Exercise instructions | Write out every line of the material below as a numbered list, skipping blank lines and leaving out the pictures.
Start
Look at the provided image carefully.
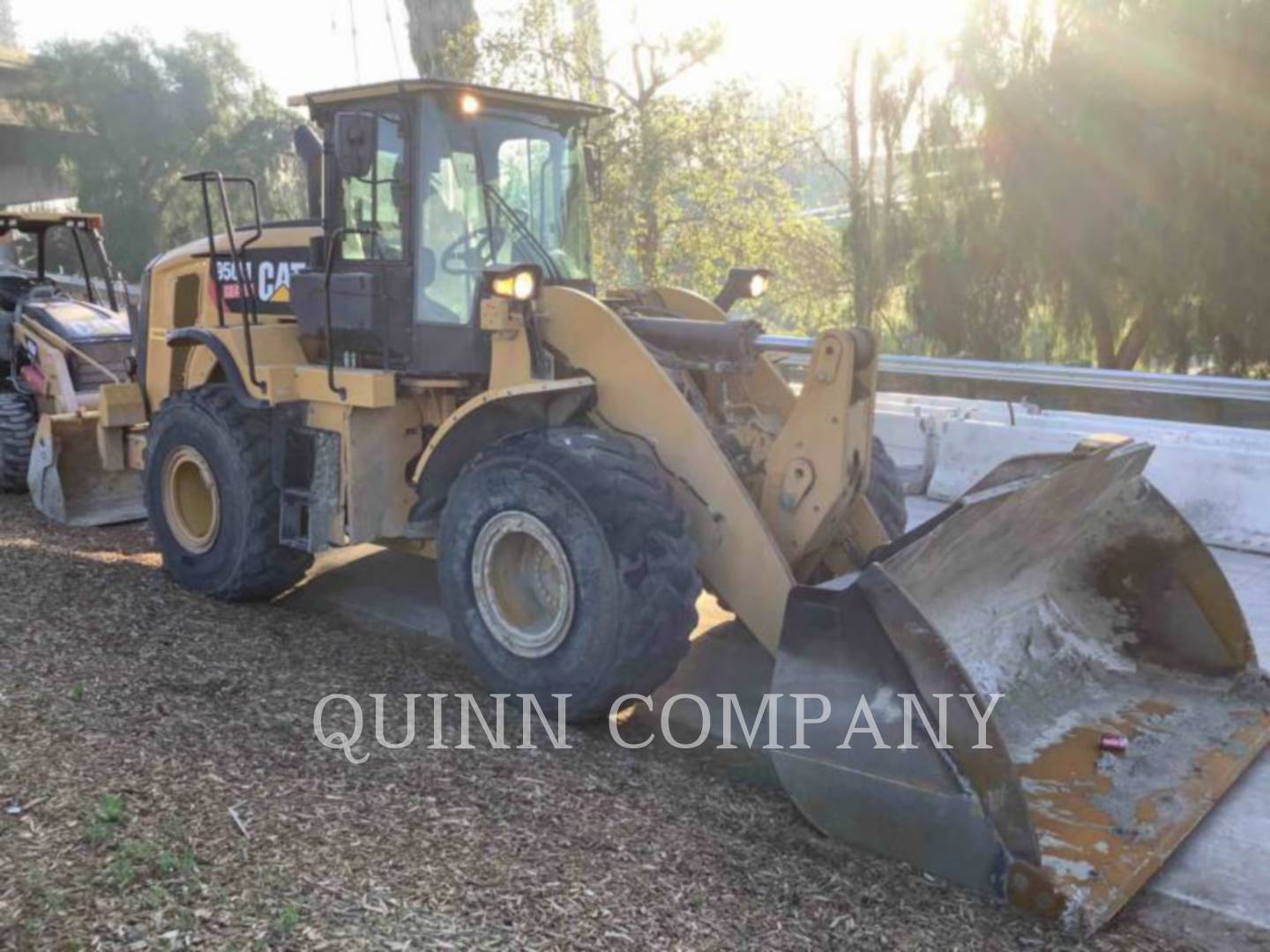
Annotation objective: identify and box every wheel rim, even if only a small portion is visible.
[473,510,575,658]
[162,447,221,554]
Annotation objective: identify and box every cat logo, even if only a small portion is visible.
[257,262,306,305]
[208,249,309,314]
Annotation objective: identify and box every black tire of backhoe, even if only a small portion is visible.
[0,392,40,493]
[438,427,701,724]
[145,383,312,602]
[865,436,908,539]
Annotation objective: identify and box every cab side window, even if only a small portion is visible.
[340,113,409,262]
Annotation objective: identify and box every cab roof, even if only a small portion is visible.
[0,208,101,234]
[287,78,614,116]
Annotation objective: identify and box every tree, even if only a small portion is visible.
[405,0,480,81]
[479,0,843,329]
[0,0,18,47]
[26,33,303,278]
[923,0,1270,373]
[820,41,924,328]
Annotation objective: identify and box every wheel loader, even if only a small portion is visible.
[19,80,1270,931]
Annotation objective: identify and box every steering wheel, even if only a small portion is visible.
[441,227,507,274]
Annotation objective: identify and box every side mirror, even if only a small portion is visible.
[715,268,773,314]
[335,113,376,179]
[582,142,604,202]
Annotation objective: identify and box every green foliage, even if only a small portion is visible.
[94,793,123,822]
[479,0,846,329]
[909,0,1270,373]
[26,33,303,279]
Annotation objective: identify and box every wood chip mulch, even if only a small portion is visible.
[0,496,1193,951]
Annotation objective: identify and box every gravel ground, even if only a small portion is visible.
[0,496,1193,949]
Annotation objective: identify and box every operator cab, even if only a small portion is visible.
[292,80,609,377]
[0,211,132,389]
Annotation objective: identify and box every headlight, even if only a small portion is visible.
[489,268,542,301]
[715,268,773,314]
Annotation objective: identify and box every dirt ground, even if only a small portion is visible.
[0,496,1175,949]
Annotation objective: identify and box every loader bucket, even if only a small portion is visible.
[773,444,1270,933]
[26,415,146,525]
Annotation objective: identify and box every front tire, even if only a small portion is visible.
[145,384,312,602]
[0,392,40,493]
[438,427,701,721]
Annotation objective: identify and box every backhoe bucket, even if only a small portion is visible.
[26,415,146,525]
[773,443,1270,933]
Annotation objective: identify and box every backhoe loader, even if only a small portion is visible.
[22,80,1270,931]
[0,212,145,515]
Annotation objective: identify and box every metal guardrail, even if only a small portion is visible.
[758,335,1270,429]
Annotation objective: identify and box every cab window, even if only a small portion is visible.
[340,113,407,262]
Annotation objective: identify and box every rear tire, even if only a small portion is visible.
[438,427,701,721]
[145,384,312,602]
[0,392,40,493]
[865,436,908,539]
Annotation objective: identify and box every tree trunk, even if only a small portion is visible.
[405,0,480,83]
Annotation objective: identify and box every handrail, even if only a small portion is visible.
[180,169,268,392]
[323,228,380,402]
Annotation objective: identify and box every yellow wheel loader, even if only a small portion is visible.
[0,212,145,525]
[22,80,1270,929]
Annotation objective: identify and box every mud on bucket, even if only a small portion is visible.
[773,443,1270,932]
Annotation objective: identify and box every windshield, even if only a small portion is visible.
[0,225,113,306]
[415,100,591,324]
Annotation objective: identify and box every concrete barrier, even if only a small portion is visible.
[878,393,1270,554]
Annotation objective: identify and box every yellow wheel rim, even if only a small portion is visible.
[162,447,221,554]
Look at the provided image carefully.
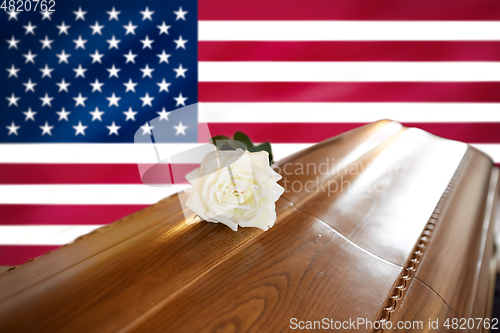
End
Problem solution |
1. Look at the provided image carefully.
2. Annotation objective: identify and box every wheel rim, even if only a small portion is visible.
3. [473,510,575,658]
4. [162,447,221,554]
5. Annotation objective: identify and box every cat logo, even if only a small portion is visible.
6. [257,262,306,305]
7. [208,249,309,314]
8. Annotation objective: identify and box every black tire of backhoe, even if only a small portion is visible.
9. [0,392,40,493]
10. [438,427,701,724]
11. [145,383,312,602]
12. [865,436,908,539]
13. Annotation objective: identify and box every cab side window, even if only a small portion is visible.
14. [340,113,409,262]
15. Annotation objective: identify and box every cab roof, even if only a small portion is visible.
16. [0,208,101,234]
17. [287,78,614,116]
18. Annotation objective: identify and box every tree, even if only a small portion is visible.
19. [405,0,480,81]
20. [479,0,843,329]
21. [0,0,18,47]
22. [26,33,303,278]
23. [923,0,1270,373]
24. [820,41,924,328]
25. Annotation objective: identify and box every wheel loader, even if only a small portion is visible.
26. [19,80,1270,931]
27. Annotation objective: identify and box every steering wheel, even if only a small portion is visible.
28. [441,227,507,274]
29. Annotation objective: identify and box every side mirror, even if only a small portion is visible.
30. [715,268,773,314]
31. [335,113,376,179]
32. [582,142,604,202]
33. Annotation objective: identify and box every green foliage, even if only a small portion is visible.
34. [94,793,123,822]
35. [479,0,846,329]
36. [909,0,1270,373]
37. [26,33,303,279]
38. Annotation objective: identify and box every wood chip mulch, even if only a small portion is visible.
39. [0,496,1193,951]
40. Annotation objective: identify and box every gravel ground, even if only a small portion is visible.
41. [0,496,1193,949]
42. Annotation objective: identify and box every operator cab, even if only a small portion is visible.
43. [292,80,609,377]
44. [0,211,132,389]
45. Annotation objective: identify and box every headlight, even if only a small portion is visible.
46. [489,268,542,301]
47. [715,268,773,314]
48. Annotation objective: identify and box every dirt ground, even if only a small portion is visible.
49. [0,496,1175,949]
50. Annotation objective: identify and box every loader bucket, even if only a small portion is visible.
51. [773,444,1270,933]
52. [26,415,146,525]
53. Annotation objective: identify and box every front tire, even if only a small portion is visible.
54. [145,384,312,602]
55. [0,392,40,493]
56. [438,427,701,721]
57. Annotation objective: identify and box every backhoe bucket, even if only a small portion is visible.
58. [26,415,146,525]
59. [773,443,1270,933]
60. Annotation objective: identify and box every backhoe loader, even if only a small portion is visible.
61. [22,80,1270,931]
62. [0,212,145,515]
63. Annotation objective: identify and box every metal guardrail, even if only a small portion is visible.
64. [758,335,1270,429]
65. Annotation objective: identify and box every cab window, even if only a small portion is visible.
66. [340,113,407,262]
67. Annotation objective: identify and box every rear tire, even if only a small portion is visible.
68. [438,427,701,721]
69. [145,384,312,602]
70. [0,392,40,493]
71. [865,436,908,539]
72. Annotation objective: identify and box every tree trunk, even if only a small portion is visible.
73. [405,0,480,83]
74. Annotation objective: identify and box every handrail, even if only a small portion is visible.
75. [180,169,268,392]
76. [323,228,380,402]
77. Annotation objective: identify and box every yellow wheel loader, even if only a small portion is visible.
78. [0,212,145,525]
79. [22,80,1270,929]
80. Annotation objective: identify and box every mud on bucket, even if only a small portion is visible.
81. [773,443,1270,932]
82. Annotation objective: identify and box every windshield, even if only a small portion is visible.
83. [0,225,113,306]
84. [415,100,591,324]
85. Annotation objective: identify and box every concrete barrier, even if only a small portion is visible.
86. [878,393,1270,554]
87. Annotation objective: identify and box every yellow wheel rim, even if only a small portion is visible.
88. [162,447,221,554]
89. Look at the provided image carefully.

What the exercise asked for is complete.